◆ **Supplied records**
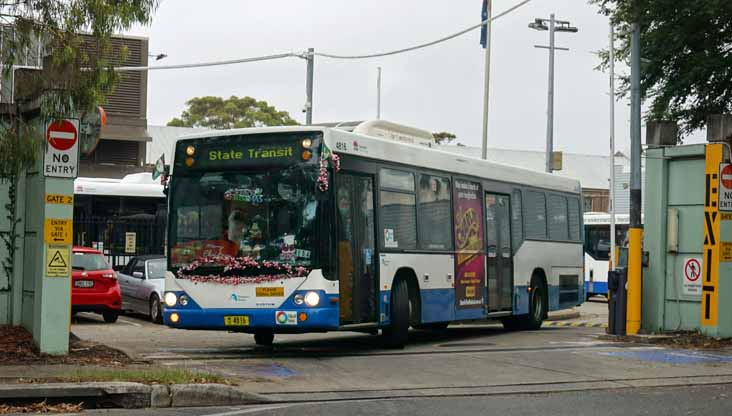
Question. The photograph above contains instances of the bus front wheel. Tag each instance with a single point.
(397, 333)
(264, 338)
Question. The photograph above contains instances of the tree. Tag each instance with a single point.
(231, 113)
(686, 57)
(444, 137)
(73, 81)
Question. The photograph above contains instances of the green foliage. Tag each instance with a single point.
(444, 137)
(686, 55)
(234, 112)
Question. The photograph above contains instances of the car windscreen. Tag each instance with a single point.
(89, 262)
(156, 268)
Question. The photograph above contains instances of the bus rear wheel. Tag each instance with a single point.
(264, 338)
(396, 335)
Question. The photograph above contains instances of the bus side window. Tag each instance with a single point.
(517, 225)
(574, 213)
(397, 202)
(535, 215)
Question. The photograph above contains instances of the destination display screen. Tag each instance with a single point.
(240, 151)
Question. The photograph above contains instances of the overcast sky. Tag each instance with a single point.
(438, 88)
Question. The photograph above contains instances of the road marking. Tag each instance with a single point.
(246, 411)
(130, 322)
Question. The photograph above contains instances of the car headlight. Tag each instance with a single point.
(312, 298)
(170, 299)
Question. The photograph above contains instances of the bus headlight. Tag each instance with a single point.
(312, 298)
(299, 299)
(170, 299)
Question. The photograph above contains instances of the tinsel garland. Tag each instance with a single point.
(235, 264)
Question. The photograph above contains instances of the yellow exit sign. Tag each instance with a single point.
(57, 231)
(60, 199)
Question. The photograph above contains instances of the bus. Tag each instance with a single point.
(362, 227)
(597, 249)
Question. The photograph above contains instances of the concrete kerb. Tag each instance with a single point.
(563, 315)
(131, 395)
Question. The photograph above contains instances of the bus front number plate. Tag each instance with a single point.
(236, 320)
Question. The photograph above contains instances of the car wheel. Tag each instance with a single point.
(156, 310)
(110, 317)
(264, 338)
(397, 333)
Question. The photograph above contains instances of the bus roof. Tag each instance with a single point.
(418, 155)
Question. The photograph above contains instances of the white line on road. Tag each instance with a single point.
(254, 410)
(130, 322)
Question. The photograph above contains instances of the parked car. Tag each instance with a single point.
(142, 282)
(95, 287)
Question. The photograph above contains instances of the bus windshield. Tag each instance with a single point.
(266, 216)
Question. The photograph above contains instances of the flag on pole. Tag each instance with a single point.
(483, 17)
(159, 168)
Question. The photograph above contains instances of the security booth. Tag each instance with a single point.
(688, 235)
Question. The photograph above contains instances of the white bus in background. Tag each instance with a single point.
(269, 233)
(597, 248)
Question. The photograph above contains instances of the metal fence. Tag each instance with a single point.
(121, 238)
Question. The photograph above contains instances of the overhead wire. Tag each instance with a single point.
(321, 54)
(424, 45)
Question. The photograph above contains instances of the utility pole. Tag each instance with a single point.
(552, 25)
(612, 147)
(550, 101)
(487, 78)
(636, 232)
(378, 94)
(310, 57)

--

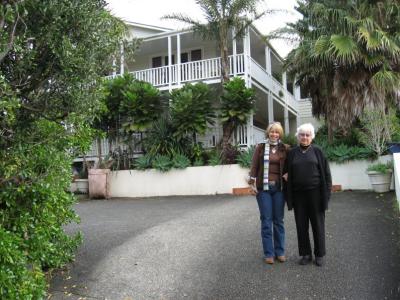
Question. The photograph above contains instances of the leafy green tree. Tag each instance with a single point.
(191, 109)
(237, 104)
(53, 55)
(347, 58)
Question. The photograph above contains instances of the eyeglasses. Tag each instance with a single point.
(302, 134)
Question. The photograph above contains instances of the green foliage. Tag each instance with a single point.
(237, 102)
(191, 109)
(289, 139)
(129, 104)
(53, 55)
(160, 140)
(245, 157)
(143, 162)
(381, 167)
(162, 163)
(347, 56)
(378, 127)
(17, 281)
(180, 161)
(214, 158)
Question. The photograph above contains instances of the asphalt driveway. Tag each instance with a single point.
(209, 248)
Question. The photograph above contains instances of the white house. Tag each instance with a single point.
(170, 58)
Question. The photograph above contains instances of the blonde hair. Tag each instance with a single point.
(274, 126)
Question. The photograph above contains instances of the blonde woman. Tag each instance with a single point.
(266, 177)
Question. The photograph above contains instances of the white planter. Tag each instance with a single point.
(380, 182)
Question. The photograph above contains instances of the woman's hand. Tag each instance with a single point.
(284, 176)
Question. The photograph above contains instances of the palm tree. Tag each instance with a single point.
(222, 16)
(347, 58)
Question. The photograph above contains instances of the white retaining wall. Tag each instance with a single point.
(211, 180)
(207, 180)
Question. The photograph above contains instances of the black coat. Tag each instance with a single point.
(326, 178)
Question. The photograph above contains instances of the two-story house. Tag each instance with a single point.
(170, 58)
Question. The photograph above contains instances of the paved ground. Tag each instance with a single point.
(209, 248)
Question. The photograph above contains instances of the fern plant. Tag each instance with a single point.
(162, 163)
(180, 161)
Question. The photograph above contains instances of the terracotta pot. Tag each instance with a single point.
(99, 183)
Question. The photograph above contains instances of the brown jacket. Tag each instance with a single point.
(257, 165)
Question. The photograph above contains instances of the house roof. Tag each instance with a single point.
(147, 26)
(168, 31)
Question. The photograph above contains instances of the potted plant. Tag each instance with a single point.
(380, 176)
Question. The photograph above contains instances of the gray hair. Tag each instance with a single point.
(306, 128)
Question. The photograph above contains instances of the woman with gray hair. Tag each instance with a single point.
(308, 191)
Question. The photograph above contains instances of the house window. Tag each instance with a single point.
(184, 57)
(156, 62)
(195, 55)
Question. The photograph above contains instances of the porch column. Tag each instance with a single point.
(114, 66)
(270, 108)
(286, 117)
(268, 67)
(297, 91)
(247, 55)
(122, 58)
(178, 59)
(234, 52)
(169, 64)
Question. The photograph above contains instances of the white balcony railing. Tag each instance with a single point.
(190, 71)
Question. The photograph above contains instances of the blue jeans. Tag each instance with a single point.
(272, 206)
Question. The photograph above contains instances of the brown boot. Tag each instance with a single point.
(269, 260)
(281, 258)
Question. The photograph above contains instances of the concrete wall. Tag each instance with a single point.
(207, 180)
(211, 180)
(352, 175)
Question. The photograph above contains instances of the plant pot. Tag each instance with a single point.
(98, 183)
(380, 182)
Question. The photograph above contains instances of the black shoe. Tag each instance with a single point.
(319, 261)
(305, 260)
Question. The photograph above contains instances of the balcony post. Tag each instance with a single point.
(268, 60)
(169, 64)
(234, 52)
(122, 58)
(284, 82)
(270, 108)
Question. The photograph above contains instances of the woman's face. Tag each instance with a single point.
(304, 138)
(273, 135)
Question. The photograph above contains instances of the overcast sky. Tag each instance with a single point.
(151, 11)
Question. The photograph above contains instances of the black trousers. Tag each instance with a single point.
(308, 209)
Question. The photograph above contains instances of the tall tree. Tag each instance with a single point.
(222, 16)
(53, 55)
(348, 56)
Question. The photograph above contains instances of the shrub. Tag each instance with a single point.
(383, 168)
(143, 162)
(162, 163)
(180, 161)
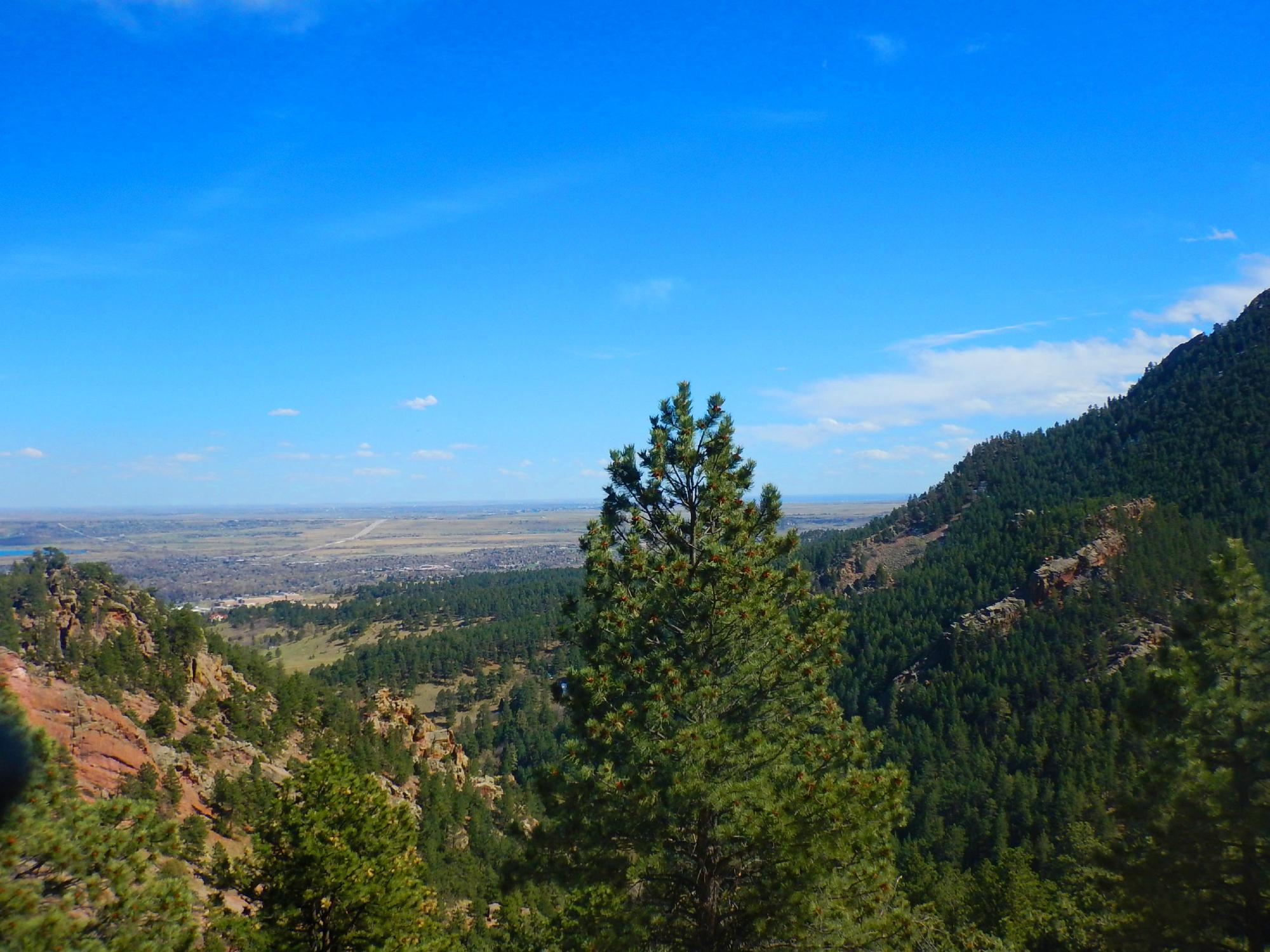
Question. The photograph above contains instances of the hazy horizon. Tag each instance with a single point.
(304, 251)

◆ **What to produce**
Please state how many lines in the data above contain the string "balcony", treating case as significant. Reply with the number alone.

◆ **Reply to the exercise**
2